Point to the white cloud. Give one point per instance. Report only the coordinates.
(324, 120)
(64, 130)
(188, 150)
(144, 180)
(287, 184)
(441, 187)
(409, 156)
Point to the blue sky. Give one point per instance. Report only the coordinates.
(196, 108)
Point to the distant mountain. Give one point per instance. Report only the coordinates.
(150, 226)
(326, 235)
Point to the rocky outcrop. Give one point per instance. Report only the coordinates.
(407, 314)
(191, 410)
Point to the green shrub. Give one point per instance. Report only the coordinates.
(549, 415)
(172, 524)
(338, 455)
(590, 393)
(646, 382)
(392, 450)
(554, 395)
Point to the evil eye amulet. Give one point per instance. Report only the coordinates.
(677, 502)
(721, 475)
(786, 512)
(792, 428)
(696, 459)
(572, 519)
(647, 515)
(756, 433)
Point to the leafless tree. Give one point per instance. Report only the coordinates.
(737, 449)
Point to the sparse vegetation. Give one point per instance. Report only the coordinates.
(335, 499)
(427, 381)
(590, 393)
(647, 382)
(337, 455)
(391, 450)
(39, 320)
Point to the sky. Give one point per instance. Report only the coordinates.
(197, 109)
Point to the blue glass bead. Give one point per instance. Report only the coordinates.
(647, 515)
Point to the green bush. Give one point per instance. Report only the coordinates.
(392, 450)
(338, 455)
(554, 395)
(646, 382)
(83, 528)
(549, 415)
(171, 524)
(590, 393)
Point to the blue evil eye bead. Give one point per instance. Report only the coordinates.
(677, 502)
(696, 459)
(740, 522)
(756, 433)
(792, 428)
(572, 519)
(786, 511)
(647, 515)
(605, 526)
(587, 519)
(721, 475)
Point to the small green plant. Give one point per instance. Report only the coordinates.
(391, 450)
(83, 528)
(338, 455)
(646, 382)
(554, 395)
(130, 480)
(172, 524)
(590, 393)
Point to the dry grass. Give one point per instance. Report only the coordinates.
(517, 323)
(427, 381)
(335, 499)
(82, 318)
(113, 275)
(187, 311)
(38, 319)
-.-.-
## EXERCISE
Would you please write out the entries again exactly?

## REPLY
Point to the white cloud. Give one point per instance. Report only the coordinates.
(324, 120)
(64, 130)
(188, 150)
(144, 180)
(287, 184)
(441, 187)
(409, 156)
Point to the blue sky. Give one point per instance. Report only the coordinates.
(196, 108)
Point to the distant mountain. Give one point per instance. Report only the coordinates.
(150, 226)
(326, 235)
Point to the rocky outcrop. Give one point per instance. Report only the coordinates.
(407, 314)
(191, 410)
Point to the green shrub. Give one point per instance. Report only the coordinates.
(549, 415)
(172, 524)
(338, 455)
(590, 393)
(646, 382)
(392, 450)
(554, 395)
Point to the evil eye amulet. Give one point per instance. Report only the coordinates.
(677, 502)
(721, 475)
(786, 512)
(792, 428)
(696, 459)
(572, 519)
(647, 515)
(756, 433)
Point to the leafless tree. Give one point per instance. Report only the coordinates.
(737, 449)
Point to the sparse vegetation. Give one point per instance. Report only the coordinates.
(335, 499)
(427, 381)
(590, 393)
(647, 382)
(337, 455)
(391, 450)
(39, 320)
Point to the sky. Give one point per instance. Report only the coordinates.
(197, 109)
Point to the blue glass bead. Give one point per instance. Report only the coordinates.
(647, 515)
Point to the green bush. Give one point per instance. Report only the coordinates.
(392, 450)
(338, 455)
(554, 395)
(646, 382)
(83, 528)
(549, 415)
(171, 524)
(590, 393)
Point to the blue evil eye bead. Give one point per instance. Report only the coordinates.
(677, 502)
(696, 459)
(740, 522)
(756, 433)
(792, 428)
(572, 519)
(786, 511)
(647, 515)
(605, 526)
(587, 519)
(721, 475)
Point to the small green plant. Give one point per instance. Report only the coordinates.
(391, 450)
(83, 528)
(338, 455)
(646, 382)
(554, 395)
(130, 480)
(172, 524)
(590, 393)
Point to the dry grass. Give one point per instance. Report only the coordinates.
(517, 323)
(427, 381)
(335, 499)
(82, 318)
(113, 275)
(187, 311)
(38, 319)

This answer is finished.